§ COMPITO DA SVOLGERE
Ricopia esattamente il brano sul libro "Il falco maltese", da "La vicenda di" fino a "ma pirla sì." compreso.

§ ESTRATTO DEL DOCUMENTO
● ● ● ● ●

“Il falco maltese” di Dashiell Hammett.
Di Hammett vi avevo già raccontato – qui – e qui avevo già stroncato L’uomo ombra. Mi ero però ripromessa di leggere quello che, a detta di molti, è il suo capolavoro: Il falco maltese. Certamente un classicone, merito anche di Bogart. Anni fa vidi il film girato da John Houston e non ne rimasi poi troppo impressionata. Sarà che Bogart era piuttosto legnoso di suo, a fargli fare il duro – e il Sam Spade di Hammett è davvero tosto – si rischiava il bidimensionale. Temo che il risultato sia stato più o meno quello. Ma chi sono io, santo il cielo!, per parlare di cinema? Appunto, e quindi taccio.
Diciamo quindi del libro. Il libro è datato 1930, prima il testo aveva esordito in quattro puntate su Black Mask. La mia versione è uscita con Repubblica, su licenza Guanda e con traduzione di Attilio Veraldi. Ora, non so come dirvelo e un po’ me ne vergogno, ma credevo che Veraldi fosse nato a Milano. Me lo lasciavano sospettare quel pirla a pagina 82 – «Non fare il pirla, Dundy», disse l’investigatore –, i due pirla – Pirla una volta pirla sempre – a pagina 210, e quei tre “pirla” a pagina 218: Allora mi giudicherei io un pirla. E se mi giudico un pirla e in più finisco in galera, che dubbio avrò più d’essere effettivamente un pirla?. Il dubbio è lecito, anche sull’uso del pirla.
La vicenda di questo benedetto falco – servono un centinaio di pagine per capire che roba sia – è uno schema piuttosto complesso riassumibile così: tutti cercando di fottere tutti. Trattandosi di un hard boiled abbiamo ovviamente la bellona, e naturalmente il figo Spade se la tromba. Ma questo non è poi così importante, visto che nel resto del romanzo lui sfoggia una serie di sorrisi da paresi e un canchero via l’altro, ché cazzo non si può dire ma pirla sì.

● ● ● ● ●

§ VOCI
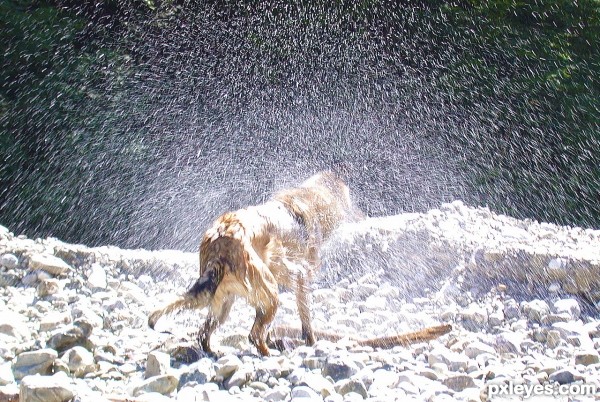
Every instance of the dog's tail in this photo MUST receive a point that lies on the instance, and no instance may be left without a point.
(386, 342)
(197, 297)
(424, 335)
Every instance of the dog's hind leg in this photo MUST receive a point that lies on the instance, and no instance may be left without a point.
(258, 335)
(216, 316)
(304, 309)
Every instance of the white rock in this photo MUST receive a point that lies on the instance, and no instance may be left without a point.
(9, 261)
(240, 377)
(474, 349)
(459, 382)
(36, 388)
(158, 363)
(570, 306)
(454, 361)
(535, 309)
(587, 358)
(48, 287)
(163, 384)
(6, 374)
(35, 362)
(278, 393)
(54, 320)
(97, 277)
(227, 365)
(9, 393)
(318, 383)
(302, 391)
(49, 263)
(79, 360)
(13, 324)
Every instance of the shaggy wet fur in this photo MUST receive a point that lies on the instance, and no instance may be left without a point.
(249, 253)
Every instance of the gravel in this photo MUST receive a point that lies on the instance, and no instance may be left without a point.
(522, 297)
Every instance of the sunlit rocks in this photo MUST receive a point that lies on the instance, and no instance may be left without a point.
(34, 362)
(48, 263)
(9, 261)
(79, 361)
(157, 363)
(6, 374)
(163, 384)
(76, 334)
(56, 388)
(48, 287)
(97, 279)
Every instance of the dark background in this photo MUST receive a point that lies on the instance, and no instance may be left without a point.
(137, 123)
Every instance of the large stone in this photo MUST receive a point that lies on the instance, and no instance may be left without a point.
(587, 358)
(227, 365)
(49, 263)
(6, 374)
(535, 309)
(9, 261)
(36, 362)
(14, 325)
(76, 334)
(157, 363)
(339, 367)
(569, 306)
(97, 278)
(36, 388)
(200, 372)
(454, 361)
(459, 382)
(48, 287)
(80, 361)
(346, 386)
(52, 321)
(163, 384)
(565, 376)
(9, 393)
(318, 383)
(474, 349)
(240, 377)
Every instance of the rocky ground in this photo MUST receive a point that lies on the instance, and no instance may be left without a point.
(521, 296)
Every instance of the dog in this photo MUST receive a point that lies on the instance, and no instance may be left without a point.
(249, 253)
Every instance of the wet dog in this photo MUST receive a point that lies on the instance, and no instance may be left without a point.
(249, 253)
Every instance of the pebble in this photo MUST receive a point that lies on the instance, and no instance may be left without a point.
(9, 261)
(79, 360)
(157, 363)
(48, 263)
(102, 306)
(34, 362)
(55, 388)
(162, 384)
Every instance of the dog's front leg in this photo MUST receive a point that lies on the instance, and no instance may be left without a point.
(217, 314)
(304, 308)
(258, 335)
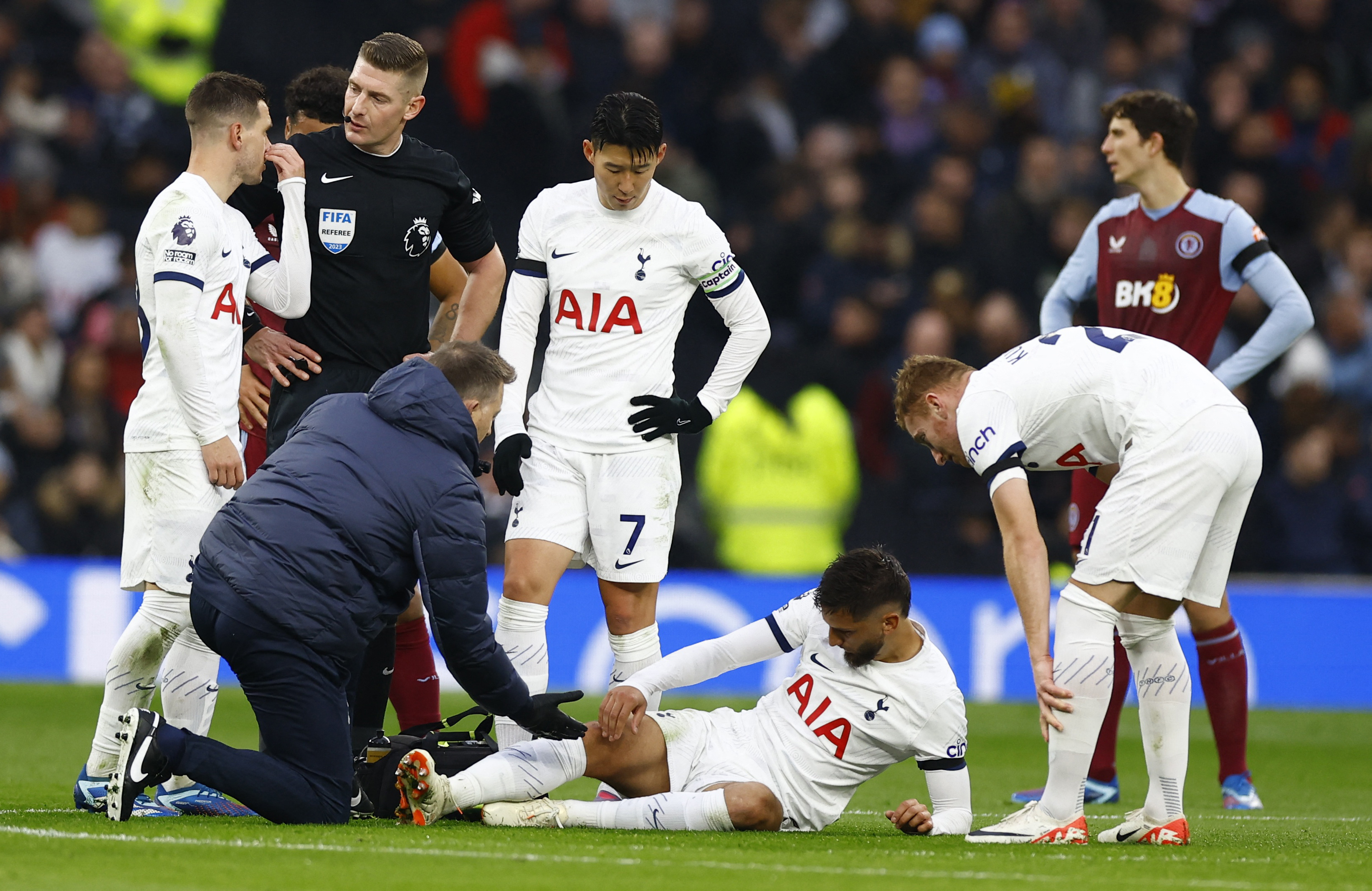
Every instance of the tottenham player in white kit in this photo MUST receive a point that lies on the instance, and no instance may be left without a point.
(1182, 458)
(595, 474)
(870, 691)
(197, 261)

● ● ● ● ●

§ SOLUZIONE DEL COMPITO
La vicenda di questo benedetto falco – servono un centinaio di pagine per capire che roba sia – è uno schema piuttosto complesso riassumibile così: tutti cercando di fottere tutti. Trattandosi di un hard boiled abbiamo ovviamente la bellona, e naturalmente il figo Spade se la tromba. Ma questo non è poi così importante, visto che nel resto del romanzo lui sfoggia una serie di sorrisi da paresi e un canchero via l’altro, ché cazzo non si può dire ma pirla sì.